▶ [Exercise aim] Exactly reproduce the lines from the line containing "In this exercise you will tag the rodent's back" to the end of the data below, inclusive, and nothing else.

▶ [Information given]
★ ★ ★

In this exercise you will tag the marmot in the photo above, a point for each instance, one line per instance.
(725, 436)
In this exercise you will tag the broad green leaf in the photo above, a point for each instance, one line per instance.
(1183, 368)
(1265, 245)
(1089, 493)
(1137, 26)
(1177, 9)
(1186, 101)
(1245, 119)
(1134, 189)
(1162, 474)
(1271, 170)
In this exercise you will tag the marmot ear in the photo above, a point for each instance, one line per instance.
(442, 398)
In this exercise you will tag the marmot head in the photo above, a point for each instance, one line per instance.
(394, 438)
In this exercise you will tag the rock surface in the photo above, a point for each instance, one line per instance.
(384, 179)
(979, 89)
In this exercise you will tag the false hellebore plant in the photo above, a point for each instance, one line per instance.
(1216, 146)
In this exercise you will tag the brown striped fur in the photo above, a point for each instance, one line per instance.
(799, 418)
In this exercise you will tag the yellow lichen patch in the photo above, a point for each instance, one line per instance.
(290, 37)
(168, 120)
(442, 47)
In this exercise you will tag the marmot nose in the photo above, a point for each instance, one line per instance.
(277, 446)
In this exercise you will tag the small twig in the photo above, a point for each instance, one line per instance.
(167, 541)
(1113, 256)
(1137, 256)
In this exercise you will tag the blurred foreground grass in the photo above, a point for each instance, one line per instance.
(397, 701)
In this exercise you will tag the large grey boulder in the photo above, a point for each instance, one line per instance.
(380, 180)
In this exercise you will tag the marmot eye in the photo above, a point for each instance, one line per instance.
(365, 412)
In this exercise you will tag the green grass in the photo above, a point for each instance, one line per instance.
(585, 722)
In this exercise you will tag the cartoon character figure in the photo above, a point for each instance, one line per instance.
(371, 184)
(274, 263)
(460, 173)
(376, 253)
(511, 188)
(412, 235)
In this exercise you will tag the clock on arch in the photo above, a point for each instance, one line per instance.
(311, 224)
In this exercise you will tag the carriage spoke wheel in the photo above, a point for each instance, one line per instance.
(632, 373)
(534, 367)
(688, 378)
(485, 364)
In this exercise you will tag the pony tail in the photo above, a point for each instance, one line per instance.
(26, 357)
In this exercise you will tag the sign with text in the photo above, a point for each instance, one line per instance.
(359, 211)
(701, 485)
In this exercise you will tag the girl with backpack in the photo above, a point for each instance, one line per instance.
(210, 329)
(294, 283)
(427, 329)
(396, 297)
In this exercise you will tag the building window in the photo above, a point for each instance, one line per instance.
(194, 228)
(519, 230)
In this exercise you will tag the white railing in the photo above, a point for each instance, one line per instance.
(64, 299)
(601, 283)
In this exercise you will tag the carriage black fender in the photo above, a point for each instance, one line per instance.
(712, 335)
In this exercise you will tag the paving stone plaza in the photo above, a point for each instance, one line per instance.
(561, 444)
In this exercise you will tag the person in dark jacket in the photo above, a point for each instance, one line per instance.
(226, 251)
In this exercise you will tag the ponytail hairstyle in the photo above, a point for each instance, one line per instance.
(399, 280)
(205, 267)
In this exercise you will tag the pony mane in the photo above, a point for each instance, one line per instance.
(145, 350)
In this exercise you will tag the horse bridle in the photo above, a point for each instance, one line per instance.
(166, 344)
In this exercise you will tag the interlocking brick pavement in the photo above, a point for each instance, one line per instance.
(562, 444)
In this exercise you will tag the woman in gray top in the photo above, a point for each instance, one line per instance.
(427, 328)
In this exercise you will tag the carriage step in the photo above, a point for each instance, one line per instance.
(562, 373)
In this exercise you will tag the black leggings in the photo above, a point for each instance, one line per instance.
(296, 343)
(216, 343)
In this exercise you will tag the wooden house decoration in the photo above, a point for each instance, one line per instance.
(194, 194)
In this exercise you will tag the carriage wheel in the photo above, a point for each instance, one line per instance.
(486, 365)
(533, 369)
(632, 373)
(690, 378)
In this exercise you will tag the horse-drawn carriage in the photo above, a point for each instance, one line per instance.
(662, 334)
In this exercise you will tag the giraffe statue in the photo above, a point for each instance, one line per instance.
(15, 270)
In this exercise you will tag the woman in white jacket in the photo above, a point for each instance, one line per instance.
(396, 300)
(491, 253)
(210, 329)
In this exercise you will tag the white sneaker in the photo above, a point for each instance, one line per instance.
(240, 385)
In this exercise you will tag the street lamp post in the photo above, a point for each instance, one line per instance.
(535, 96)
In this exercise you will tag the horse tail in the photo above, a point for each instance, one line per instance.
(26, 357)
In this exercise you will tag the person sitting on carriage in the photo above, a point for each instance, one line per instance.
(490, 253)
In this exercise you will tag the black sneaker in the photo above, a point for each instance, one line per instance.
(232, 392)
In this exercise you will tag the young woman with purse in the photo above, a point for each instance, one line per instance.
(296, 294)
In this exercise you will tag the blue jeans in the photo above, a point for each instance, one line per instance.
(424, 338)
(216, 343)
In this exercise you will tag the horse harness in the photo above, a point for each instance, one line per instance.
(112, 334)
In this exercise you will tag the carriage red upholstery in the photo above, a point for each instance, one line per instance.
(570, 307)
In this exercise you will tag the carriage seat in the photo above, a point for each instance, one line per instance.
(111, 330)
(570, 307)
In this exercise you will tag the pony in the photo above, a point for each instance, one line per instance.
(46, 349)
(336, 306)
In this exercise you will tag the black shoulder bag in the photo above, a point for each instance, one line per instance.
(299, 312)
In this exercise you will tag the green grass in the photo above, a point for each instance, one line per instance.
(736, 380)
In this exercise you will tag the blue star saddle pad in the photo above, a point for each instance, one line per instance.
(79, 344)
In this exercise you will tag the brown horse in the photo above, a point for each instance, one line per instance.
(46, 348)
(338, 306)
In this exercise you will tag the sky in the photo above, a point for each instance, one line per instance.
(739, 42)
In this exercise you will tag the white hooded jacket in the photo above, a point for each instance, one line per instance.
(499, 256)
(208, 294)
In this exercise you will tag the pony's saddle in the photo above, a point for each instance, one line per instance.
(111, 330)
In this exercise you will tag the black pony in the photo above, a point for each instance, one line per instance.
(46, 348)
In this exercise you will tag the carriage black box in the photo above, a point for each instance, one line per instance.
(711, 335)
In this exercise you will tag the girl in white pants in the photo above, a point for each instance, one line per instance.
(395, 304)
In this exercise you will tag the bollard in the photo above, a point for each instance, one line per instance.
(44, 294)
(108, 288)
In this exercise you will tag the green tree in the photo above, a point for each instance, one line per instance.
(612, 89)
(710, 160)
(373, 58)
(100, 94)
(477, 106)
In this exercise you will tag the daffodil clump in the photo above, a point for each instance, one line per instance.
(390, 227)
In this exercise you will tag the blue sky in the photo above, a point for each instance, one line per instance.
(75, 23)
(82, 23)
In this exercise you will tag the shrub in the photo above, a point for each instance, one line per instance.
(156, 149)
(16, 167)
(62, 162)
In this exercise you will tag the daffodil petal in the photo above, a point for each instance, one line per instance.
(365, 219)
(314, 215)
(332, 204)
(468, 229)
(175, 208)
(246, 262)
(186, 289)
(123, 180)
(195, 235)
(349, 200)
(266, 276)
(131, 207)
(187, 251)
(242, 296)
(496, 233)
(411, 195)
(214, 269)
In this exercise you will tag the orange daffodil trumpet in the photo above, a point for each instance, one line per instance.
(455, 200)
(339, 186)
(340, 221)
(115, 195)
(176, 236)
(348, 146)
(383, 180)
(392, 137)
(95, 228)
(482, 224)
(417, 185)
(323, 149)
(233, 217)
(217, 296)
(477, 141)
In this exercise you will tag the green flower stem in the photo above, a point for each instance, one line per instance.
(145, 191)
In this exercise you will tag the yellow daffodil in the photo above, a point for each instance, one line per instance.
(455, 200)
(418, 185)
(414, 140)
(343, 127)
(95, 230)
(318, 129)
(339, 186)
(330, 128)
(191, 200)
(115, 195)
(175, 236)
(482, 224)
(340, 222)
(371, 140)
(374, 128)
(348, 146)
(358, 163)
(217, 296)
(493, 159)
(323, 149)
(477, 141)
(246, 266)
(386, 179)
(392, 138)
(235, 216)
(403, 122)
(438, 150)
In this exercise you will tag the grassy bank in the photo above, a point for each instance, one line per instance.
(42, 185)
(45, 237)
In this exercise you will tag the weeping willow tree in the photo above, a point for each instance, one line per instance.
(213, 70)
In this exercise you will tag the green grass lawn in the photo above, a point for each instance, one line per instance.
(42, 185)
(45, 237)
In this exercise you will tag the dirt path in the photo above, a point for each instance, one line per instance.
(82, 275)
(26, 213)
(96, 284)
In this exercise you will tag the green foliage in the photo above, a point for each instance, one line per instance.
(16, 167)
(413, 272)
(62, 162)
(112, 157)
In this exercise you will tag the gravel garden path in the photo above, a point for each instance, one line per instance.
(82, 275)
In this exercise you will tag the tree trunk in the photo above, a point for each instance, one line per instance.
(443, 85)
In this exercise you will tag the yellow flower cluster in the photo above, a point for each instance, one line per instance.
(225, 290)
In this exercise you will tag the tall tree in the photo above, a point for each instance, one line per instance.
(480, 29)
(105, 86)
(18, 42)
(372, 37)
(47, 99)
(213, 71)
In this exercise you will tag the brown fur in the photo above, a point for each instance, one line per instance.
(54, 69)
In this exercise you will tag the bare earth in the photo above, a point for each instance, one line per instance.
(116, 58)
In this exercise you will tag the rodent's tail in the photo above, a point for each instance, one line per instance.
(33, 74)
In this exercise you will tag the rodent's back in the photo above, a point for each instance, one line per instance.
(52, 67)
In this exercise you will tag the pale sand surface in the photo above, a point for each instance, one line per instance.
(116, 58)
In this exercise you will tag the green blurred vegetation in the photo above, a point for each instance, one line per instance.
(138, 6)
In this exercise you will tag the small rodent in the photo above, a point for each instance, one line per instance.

★ ★ ★

▶ [Problem solution]
In this exercise you will tag the rodent's back in the photo above, a point for each instance, one line per instance.
(52, 67)
In this exercise you will tag the pale sand surface in the photo above, a point for each instance, one line per instance.
(116, 58)
In this exercise you will tag the green blurred vegetation in the photo above, a point for each instance, one line per instance.
(138, 6)
In this exercise you will tag the small rodent in the photo above, a point for each instance, one line per instance.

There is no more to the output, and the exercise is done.